WHAT THE TASK REQUIRES: All lines of the listing that contain "strings" should be shown in full.

──────── RECORDS PROVIDED ────────

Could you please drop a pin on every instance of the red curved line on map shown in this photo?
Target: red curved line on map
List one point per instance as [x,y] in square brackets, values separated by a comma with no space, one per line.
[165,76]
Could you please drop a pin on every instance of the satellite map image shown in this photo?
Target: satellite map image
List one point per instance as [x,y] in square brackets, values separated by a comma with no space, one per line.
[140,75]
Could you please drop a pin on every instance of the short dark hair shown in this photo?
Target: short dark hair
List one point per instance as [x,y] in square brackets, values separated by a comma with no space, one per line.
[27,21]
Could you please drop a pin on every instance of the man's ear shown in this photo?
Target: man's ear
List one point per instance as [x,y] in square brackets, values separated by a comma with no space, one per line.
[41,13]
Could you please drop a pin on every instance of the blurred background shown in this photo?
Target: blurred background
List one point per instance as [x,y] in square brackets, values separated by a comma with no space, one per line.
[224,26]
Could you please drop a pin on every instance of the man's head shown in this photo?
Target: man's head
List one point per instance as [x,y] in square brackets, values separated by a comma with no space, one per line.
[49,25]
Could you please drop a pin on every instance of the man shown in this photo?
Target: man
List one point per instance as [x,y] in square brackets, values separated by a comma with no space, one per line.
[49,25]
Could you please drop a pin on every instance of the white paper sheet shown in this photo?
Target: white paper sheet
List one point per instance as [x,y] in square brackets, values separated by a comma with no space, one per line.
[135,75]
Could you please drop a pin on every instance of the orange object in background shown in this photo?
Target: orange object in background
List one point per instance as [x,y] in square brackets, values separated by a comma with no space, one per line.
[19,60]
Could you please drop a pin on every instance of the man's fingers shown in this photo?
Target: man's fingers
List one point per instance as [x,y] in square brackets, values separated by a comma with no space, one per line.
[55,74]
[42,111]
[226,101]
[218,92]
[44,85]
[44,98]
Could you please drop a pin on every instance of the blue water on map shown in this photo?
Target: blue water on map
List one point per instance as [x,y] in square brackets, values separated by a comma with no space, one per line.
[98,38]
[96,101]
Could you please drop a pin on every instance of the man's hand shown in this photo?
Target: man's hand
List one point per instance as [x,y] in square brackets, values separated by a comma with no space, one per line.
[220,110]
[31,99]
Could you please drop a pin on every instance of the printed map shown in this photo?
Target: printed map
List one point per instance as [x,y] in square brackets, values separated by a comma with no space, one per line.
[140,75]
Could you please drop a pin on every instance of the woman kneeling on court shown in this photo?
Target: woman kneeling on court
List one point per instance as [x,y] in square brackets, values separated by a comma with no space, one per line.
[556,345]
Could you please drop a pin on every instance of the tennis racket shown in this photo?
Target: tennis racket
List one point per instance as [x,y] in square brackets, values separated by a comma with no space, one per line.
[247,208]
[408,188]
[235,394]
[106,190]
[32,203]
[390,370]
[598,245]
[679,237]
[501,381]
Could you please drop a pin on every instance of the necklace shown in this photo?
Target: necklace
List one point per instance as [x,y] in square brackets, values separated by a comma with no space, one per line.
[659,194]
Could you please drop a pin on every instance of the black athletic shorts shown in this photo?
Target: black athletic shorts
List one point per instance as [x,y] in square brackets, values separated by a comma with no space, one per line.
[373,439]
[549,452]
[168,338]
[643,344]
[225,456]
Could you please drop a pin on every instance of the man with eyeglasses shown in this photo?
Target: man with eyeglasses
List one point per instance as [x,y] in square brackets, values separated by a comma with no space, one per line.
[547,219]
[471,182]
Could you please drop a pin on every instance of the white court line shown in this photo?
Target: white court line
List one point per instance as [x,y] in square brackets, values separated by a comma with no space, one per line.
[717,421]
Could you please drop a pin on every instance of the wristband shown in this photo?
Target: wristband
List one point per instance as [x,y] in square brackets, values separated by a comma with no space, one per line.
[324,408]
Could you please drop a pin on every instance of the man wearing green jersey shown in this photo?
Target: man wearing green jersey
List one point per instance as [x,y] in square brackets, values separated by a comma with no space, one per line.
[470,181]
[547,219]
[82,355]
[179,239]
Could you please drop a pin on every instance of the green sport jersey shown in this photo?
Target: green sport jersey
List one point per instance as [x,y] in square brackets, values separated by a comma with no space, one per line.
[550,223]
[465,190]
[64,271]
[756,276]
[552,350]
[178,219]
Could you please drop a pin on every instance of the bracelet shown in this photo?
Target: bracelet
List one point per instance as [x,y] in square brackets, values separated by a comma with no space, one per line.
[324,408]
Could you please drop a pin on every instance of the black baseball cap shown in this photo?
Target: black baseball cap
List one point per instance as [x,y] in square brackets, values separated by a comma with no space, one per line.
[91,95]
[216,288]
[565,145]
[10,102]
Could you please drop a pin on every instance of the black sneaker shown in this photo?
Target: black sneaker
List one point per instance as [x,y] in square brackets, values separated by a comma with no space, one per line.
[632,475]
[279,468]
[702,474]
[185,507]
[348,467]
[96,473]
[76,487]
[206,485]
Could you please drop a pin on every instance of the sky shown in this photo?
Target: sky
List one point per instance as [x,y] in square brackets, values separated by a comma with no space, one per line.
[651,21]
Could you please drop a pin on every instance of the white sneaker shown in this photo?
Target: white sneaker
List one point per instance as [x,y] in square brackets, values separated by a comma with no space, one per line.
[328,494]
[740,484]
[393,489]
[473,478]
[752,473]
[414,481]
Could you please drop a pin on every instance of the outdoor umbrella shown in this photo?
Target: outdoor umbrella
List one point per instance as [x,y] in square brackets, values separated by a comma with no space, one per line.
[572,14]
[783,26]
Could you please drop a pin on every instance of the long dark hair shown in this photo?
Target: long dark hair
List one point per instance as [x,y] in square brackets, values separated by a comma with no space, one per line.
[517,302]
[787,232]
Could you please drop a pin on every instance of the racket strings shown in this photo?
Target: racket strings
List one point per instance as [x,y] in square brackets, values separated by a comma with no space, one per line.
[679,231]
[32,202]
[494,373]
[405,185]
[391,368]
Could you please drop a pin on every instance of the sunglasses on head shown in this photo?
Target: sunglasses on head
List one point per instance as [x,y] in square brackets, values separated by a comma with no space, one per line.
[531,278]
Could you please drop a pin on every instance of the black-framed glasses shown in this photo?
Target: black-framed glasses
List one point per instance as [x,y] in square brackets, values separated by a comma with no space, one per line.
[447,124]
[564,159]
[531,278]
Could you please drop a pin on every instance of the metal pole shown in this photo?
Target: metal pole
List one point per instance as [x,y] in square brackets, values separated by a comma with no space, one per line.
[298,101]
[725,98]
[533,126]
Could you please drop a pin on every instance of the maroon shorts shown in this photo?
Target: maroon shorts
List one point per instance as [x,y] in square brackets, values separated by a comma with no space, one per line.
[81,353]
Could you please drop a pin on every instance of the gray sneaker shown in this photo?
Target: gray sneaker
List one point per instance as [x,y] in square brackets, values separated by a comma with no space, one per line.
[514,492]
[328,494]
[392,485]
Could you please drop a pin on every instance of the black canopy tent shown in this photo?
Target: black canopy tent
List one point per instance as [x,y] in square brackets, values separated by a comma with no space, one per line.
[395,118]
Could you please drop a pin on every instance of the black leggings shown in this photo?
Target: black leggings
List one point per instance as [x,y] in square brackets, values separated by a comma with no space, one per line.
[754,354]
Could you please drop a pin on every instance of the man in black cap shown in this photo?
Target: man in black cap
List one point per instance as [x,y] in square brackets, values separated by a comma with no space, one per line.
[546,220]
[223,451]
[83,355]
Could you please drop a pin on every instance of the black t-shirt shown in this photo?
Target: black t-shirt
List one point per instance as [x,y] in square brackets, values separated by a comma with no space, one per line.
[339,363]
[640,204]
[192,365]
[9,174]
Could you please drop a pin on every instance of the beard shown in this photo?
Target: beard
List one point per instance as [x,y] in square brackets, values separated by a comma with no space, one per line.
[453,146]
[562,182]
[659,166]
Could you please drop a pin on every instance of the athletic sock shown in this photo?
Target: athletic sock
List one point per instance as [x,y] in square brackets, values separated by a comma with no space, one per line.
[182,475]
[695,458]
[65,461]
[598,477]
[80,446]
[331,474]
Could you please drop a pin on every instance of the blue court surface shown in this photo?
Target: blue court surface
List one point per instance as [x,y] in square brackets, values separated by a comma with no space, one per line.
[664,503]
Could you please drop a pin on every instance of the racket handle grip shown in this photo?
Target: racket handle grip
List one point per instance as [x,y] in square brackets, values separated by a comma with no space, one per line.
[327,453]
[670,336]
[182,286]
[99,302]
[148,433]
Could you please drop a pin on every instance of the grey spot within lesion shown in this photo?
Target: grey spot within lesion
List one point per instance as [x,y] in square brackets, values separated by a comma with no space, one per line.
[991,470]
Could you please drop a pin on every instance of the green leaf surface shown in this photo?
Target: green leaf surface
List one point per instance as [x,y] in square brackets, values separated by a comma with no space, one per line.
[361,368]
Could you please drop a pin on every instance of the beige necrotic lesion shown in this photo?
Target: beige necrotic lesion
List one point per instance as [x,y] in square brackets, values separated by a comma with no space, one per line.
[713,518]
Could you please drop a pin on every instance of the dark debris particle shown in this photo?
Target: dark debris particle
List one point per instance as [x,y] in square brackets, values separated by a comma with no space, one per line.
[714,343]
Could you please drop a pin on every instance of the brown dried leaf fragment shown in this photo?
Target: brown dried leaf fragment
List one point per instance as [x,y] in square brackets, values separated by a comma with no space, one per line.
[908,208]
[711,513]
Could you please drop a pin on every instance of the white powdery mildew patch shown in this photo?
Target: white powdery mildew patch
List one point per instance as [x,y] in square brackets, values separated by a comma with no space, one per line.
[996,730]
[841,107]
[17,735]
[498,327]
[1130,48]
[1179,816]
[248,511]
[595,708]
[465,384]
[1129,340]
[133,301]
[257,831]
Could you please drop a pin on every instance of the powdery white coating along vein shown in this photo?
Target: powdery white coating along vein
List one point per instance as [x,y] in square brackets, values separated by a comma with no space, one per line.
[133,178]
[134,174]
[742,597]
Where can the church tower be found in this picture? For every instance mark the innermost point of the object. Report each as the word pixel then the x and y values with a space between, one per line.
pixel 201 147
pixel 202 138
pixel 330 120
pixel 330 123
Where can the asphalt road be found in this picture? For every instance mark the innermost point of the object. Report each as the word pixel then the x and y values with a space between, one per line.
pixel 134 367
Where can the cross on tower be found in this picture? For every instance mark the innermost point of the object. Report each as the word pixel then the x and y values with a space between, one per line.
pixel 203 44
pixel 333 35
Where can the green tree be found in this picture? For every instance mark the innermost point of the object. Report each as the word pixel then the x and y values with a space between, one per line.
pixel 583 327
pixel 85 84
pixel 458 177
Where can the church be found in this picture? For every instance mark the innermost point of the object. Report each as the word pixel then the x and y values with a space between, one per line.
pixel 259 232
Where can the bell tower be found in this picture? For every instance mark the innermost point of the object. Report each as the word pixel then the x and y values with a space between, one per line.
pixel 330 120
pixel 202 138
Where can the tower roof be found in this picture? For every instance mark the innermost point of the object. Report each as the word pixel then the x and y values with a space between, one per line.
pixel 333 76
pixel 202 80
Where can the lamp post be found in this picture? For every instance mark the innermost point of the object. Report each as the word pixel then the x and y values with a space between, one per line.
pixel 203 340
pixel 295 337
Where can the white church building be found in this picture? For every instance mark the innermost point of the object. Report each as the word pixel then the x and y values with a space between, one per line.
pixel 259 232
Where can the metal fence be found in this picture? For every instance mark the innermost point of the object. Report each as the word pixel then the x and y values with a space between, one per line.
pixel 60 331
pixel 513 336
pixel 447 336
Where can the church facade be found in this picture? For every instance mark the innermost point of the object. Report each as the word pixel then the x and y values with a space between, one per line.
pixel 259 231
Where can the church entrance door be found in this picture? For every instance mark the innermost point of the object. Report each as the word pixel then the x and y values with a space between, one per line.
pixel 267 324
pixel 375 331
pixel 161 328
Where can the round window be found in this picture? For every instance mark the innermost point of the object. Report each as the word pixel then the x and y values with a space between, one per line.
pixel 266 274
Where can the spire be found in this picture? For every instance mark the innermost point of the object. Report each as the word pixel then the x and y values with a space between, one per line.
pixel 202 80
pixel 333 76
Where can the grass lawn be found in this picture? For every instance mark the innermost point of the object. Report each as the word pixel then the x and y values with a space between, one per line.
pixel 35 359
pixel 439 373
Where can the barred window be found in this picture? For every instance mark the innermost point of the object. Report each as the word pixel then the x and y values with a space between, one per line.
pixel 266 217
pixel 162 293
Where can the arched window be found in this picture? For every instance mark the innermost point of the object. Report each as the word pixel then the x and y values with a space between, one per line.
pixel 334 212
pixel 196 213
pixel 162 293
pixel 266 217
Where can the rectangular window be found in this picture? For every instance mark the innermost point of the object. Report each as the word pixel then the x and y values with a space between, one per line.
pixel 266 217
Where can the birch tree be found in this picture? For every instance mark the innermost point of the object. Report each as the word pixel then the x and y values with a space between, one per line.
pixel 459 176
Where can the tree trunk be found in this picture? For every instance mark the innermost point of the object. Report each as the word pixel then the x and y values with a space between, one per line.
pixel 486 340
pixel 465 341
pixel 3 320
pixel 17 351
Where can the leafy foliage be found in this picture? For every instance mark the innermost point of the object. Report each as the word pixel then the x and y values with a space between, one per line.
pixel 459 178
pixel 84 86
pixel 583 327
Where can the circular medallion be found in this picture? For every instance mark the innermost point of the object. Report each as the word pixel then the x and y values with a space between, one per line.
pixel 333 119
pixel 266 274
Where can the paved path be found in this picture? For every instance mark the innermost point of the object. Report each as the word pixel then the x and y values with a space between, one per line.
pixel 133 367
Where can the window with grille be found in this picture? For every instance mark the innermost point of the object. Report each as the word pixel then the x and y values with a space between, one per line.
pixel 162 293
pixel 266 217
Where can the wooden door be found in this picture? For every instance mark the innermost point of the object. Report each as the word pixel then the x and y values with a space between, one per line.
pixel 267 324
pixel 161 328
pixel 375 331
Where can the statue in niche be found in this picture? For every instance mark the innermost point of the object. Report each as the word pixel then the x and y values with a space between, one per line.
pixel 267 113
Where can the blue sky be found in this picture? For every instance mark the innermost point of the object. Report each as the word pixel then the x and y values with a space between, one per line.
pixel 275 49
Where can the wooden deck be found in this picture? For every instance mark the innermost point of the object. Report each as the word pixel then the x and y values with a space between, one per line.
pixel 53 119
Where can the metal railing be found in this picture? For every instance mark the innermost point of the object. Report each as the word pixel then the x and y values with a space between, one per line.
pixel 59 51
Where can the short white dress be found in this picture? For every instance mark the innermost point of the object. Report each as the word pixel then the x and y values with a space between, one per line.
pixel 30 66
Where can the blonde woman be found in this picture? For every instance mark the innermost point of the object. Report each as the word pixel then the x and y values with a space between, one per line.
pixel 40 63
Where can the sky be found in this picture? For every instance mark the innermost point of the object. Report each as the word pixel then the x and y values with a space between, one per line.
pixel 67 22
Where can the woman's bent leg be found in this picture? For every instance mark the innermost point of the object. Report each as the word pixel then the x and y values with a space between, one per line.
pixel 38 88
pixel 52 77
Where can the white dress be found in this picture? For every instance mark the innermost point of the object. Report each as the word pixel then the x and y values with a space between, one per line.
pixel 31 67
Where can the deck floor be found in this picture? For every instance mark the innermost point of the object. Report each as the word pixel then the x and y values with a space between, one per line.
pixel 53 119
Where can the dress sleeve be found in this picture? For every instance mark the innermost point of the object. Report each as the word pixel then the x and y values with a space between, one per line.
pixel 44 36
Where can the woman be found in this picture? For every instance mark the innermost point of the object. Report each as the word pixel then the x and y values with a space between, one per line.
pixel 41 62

────────

YOUR SOLUTION:
Could you please drop a pin on every instance of the racket strings shown in this photo?
Target: racket strings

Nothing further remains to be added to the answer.